Whenever a line of the records below contains the word "roof", copy that line.

[DATASET CONTENT — start]

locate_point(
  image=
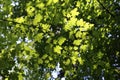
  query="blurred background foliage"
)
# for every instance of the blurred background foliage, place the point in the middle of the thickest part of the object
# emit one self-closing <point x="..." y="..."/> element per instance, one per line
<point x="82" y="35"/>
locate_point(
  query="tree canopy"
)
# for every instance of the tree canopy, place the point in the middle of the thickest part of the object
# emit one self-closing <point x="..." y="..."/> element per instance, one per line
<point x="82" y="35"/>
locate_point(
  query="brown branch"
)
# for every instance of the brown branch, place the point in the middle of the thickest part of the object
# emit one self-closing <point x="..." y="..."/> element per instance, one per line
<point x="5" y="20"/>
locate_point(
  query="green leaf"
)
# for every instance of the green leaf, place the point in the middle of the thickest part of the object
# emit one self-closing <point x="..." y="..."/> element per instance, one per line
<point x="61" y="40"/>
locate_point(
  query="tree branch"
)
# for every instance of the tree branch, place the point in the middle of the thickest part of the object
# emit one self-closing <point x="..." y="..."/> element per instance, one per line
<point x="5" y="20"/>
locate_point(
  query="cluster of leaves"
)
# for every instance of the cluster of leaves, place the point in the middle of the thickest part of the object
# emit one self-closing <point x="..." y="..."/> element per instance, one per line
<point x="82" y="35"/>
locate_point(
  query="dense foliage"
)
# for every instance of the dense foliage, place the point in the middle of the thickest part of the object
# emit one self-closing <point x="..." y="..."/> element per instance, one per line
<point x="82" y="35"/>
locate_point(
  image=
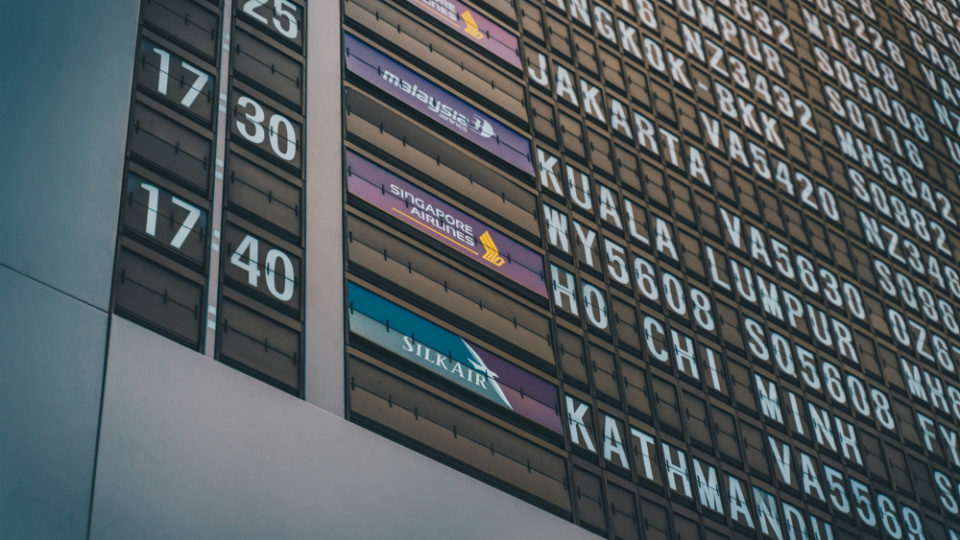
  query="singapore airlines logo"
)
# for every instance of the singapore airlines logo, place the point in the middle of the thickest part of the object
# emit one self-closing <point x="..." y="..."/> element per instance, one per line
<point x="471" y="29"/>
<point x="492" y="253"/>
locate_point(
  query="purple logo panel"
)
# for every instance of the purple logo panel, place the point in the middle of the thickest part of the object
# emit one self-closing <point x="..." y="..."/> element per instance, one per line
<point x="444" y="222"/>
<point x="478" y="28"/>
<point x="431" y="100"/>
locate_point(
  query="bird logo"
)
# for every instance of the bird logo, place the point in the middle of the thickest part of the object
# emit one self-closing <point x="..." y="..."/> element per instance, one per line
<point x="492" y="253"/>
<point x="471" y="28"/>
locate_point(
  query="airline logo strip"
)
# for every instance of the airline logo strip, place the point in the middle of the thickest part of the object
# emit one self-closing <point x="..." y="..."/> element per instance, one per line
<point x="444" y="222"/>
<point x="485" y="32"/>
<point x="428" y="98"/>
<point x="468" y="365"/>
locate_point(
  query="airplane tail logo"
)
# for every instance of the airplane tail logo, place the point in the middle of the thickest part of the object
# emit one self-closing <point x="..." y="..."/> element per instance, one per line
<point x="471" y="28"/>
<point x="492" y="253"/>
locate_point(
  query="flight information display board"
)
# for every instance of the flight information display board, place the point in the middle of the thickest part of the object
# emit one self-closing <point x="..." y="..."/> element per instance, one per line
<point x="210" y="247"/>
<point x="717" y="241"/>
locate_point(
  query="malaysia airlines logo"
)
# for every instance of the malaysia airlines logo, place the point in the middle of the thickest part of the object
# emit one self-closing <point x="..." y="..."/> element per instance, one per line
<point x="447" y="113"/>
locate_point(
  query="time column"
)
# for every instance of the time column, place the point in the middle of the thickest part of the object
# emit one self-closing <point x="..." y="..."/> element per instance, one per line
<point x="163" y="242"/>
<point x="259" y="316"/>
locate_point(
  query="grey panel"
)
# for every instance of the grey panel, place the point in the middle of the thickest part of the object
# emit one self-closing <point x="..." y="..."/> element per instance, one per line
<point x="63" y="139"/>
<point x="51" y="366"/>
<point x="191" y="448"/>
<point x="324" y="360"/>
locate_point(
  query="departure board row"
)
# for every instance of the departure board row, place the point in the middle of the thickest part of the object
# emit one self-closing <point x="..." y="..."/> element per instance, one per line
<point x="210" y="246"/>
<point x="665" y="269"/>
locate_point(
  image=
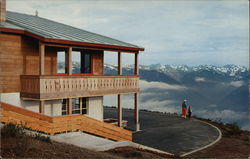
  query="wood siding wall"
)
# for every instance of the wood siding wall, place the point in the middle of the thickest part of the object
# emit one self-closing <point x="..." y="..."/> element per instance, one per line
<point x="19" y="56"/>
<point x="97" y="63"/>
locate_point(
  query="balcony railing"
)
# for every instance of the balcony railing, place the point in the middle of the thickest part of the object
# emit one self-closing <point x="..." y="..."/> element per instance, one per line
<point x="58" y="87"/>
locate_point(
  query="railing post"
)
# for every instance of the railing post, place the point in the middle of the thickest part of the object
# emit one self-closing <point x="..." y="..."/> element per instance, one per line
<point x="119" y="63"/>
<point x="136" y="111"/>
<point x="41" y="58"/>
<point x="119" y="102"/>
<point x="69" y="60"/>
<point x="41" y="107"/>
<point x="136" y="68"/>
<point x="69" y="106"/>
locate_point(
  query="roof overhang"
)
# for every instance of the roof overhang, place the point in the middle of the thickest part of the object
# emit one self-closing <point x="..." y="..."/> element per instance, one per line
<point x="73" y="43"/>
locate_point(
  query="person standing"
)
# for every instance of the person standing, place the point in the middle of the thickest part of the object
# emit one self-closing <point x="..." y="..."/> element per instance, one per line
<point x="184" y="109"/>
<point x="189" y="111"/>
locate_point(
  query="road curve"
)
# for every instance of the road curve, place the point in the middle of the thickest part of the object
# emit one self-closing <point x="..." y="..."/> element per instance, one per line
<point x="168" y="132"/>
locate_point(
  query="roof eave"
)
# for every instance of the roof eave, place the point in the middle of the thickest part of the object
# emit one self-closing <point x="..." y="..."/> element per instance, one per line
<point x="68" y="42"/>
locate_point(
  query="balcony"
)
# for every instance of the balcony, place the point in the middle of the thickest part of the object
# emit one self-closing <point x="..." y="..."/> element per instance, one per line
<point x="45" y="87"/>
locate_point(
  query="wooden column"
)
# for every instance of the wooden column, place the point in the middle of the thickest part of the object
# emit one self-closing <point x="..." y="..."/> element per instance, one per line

[DATASET CONTENT — finish]

**YOUR SOLUTION:**
  query="roof overhang"
# for every instance of the roof overhang, place the point in the middle of the thickest part of the object
  query="roof eave"
# for every instance of the roof eave, place the point in the middle of the thickest part of the object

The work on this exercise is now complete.